At first sight, the new review seems a heartening attempt to reconsider the whole question of Britain’s nuclear weapon, but it is nothing of the kind. The reviewers are fully committed to keeping nuclear weapons, and are only looking for cutting costs. Alexander is careful to state that ‘I am not a unilateralist’, in practice code for keeping the Bomb. Clegg dislikes nuclear weapons, but even if he goes so far as to vote against Trident renewal when the issue comes to parliament in 2016, other Lib Dems will not do so, the whole of the Conservatives will vote to renew Trident, as will possibly a majority of Labour MPs.
Unfortunately, the great debate in parliament is likely to be mainly concerned with money: how can we safely cut the cost, whilst maintaining what they will insist on calling ‘Britain’s deterrent’. As always, the ‘usual suspects’ will explain why they will vote against renewal, and will use more basic arguments on why Britain should join the great majority of nations that do not have, or want, nuclear weapons. But the ‘usual suspects’ will be in a small minority.
Apropos, I remember the Easter march from Aldermaston to Trafalgar Square, long ago. Admitted, it was fun, but that was not why the marchers were there. The march took four days, and during that time the reasons for renouncing Britain’s nuclear weapon were occasionally discussed, though of course the marchers mostly chatted on other subjects, or sang “I’m gonna lay down my sword and shield, Down by the riverside’, or ‘When the saints come marching in’. The point is, whenever the Bomb came up for discussion, the cost of Britain’s nukes was never mentioned, as irrelevant as a discussion of costs in heroin addiction. These people had given up their Easter break to protest about the immorality of their country’s becoming a nuclear weapon nation. The Cold War, with its threats, had been stoked up, and even possibly caused, by nuclear weapons. After a brief, failed attempt at a cooperative solution (the Baruch plan), the solution to the problem posed by the invention of the Bomb had been to make bigger bombs and more of them. Since then the possession of nuclear weapons has spread (to 8 nations now, and rising).
There had to be a better way than living under the permanent threat of annihilation. There had been a potentially disastrous failure of leadership worldwide which has caused the present perilous situation, and we were being asked to trust these failed legislators to get it right in the future by hanging on to, and upgrading, our weapon of mass destruction.
Judging from past debates, these larger reasons for banning the bomb will not be much aired in parliament in 2016. Getting rid of Trident will have to come from pressure from below.
De mortuis nil nisi bonum
At the April monthly meeting we decided not to discuss the death of Margaret Thatcher, partly out of a feeling that one should not speak ill of the dead, and partly because there were urgent current events to organise.
So those of us who remembered her hectoring heyday, at the height of the cold war, her rapport with president Reagan in his ‘evil empire’ days, her declaration that nuclear weapons were ‘good value for money’, had to bite our tongues. Especially worrying was the ‘Falklands factor’, which boosted her election prospects in 1982. There was an alternative, via the UN, which was ignored. People love a good war (see Freud’s analysis below). The Falklands war made it easier for a later leader to drag Britain into wars in Iraq and Afghanistan.

> [Stated goal a]
Please return the part of the nuclear weapons text from "So those of" to "Iraq and Afghanistan.", copied word for word.
The nuclear weapons text and the rows have no connection to each other.

> [Data]
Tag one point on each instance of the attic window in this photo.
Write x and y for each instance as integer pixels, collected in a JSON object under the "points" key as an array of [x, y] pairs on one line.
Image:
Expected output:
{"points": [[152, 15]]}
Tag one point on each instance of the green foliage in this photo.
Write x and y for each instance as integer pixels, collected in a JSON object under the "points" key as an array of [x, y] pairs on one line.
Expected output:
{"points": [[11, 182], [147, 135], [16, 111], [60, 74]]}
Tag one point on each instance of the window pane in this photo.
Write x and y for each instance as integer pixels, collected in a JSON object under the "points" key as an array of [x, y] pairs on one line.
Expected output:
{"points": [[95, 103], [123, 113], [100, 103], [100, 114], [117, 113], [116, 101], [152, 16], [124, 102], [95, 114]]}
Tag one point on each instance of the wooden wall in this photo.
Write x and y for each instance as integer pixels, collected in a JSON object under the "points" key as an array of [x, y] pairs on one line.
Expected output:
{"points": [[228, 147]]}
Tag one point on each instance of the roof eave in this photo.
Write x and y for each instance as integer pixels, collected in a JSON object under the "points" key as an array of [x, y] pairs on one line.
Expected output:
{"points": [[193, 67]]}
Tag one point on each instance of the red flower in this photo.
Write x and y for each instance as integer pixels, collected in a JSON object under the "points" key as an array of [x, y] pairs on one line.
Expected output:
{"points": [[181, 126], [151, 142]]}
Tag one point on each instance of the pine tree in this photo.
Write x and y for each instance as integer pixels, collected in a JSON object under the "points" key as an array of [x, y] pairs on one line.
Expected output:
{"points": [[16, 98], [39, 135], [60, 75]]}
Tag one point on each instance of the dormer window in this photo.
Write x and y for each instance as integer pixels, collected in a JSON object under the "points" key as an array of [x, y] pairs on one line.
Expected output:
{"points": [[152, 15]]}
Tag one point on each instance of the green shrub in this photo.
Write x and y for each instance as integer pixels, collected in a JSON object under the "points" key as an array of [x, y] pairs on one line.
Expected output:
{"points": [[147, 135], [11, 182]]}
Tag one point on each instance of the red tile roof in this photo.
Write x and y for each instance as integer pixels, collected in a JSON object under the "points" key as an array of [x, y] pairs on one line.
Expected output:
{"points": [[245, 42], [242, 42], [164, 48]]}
==
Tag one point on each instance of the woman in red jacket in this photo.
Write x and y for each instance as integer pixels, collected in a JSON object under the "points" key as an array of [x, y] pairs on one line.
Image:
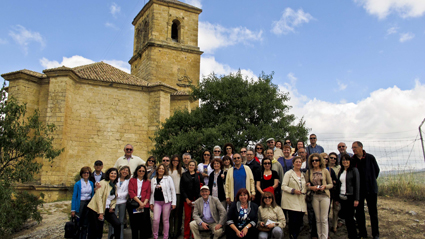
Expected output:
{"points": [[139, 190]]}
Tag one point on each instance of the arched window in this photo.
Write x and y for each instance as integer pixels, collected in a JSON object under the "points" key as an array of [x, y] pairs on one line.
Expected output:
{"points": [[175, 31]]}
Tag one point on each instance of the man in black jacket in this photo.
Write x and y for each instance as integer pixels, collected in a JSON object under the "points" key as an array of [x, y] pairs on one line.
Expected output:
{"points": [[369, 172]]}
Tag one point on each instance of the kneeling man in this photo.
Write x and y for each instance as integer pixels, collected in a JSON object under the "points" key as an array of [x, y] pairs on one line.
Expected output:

> [Stated goal b]
State how many lines of the rows contain the string "jacket", counting a match only when the case is the same, and reply with that number alone.

> [Right answer a]
So those of us who remembered her hectoring heyday, at the height of the cold war, her rapport with president Reagan in his ‘evil empire’ days, her declaration that nuclear weapons were ‘good value for money’, had to bite our tongues. Especially worrying was the ‘Falklands factor’, which boosted her election prospects in 1982. There was an alternative, via the UN, which was ignored. People love a good war (see Freud’s analysis below). The Falklands war made it easier for a later leader to drag Britain into wars in Iraq and Afghanistan.

> [Right answer b]
2